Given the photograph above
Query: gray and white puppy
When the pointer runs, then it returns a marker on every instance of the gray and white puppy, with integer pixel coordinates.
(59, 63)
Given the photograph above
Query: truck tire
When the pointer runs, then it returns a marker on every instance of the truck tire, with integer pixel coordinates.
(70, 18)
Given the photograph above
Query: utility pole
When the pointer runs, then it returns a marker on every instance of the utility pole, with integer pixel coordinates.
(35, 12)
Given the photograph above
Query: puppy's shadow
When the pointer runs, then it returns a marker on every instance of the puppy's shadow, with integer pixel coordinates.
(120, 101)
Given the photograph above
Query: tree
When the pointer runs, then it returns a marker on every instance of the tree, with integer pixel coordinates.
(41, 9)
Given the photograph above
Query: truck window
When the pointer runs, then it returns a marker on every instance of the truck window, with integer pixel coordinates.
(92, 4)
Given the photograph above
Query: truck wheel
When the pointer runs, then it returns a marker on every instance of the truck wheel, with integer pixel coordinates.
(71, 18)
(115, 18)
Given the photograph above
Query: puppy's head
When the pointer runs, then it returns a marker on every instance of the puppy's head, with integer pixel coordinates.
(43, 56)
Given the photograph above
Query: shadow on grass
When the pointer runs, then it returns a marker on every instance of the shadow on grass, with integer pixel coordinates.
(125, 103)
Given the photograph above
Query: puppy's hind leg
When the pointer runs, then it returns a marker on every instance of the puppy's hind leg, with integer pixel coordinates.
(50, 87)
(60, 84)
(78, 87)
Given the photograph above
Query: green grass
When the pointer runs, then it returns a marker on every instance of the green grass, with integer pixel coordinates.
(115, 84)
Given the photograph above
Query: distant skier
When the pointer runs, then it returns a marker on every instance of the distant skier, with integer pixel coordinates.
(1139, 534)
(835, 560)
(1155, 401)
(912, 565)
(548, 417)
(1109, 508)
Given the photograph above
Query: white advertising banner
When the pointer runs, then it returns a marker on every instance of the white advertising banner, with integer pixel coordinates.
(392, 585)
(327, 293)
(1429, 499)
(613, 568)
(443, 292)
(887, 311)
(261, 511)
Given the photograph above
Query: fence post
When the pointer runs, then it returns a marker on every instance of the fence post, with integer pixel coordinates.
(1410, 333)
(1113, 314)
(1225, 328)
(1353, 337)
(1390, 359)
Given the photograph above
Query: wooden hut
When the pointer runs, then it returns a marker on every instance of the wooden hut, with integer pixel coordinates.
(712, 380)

CHALLENGE
Return every line exactly.

RESPONSE
Given the photograph above
Query: gray and white puppy
When the pointer runs, then it returns a marker on every instance of the gray and white puppy, with integer pixel coordinates.
(59, 63)
Given the photograph above
Query: truck tire
When the pointer runs, then it returns a marker on every instance of the truck tire, with integer pixel coordinates.
(70, 18)
Given the photograph above
Query: utility pole
When the pointer runs, then it returns a marker on every instance of the utility pole, with integer pixel coordinates.
(35, 12)
Given the photograph above
Query: puppy's shadow
When the pointer runs, then it returns a marker on every instance of the puppy's shadow, with integer pixel coordinates.
(120, 101)
Given the photograph above
Query: tree
When the pointer runs, then it returns a marker on every instance of the tree, with integer pixel coordinates.
(41, 9)
Given the photograph above
Query: truck window
When the pointer runs, then it returns a marker on every instance of the truck window, with integer pixel coordinates.
(92, 4)
Given the photograph above
Query: truck wheel
When the pointer runs, then it returns a marker on every instance of the truck wheel, with integer pixel coordinates.
(71, 18)
(115, 18)
Given the photograph above
Query: puppy's head
When the pointer runs, then it returns a marker on every instance of the puppy's head, with integer pixel coordinates.
(43, 56)
Given the photograph above
Query: shadow on grass
When the pointer runs, then it returns a marker on every instance of the shadow on grass, with integer pixel coordinates.
(125, 103)
Given the photograph above
Query: puppy's hind leg
When the pointer runs, then it returns a marker on every instance of the puppy's hind leg, with integer pixel coordinates.
(50, 87)
(60, 84)
(78, 87)
Given the photograph above
Query: green grass
When the pointer runs, then it returns a marker on every instance of the green grass, with integer pixel coordinates.
(115, 84)
Given the photograph above
Query: distant skier
When the pointer runs, then it returns a marker on every instance of the distant skier, with integer pixel coordinates.
(1139, 534)
(835, 560)
(1155, 401)
(912, 565)
(548, 417)
(1109, 508)
Given the photograph above
Query: white advertising banner
When the pointer runs, then it returns a marker on every instance of the white advertising banner, with integer pixel coordinates.
(392, 585)
(327, 293)
(1429, 499)
(613, 568)
(443, 292)
(887, 311)
(261, 511)
Given the photograph above
Query: fence post
When the pointer runs, then it returns a marker on every instance of the fence post, with integer pixel coordinates.
(1410, 333)
(1113, 314)
(1225, 328)
(1353, 337)
(1390, 359)
Given the photograph above
Query: wooden hut
When the pointer runs, then it returns a marker on every instance of the wooden hut, with integer pixel coordinates.
(712, 380)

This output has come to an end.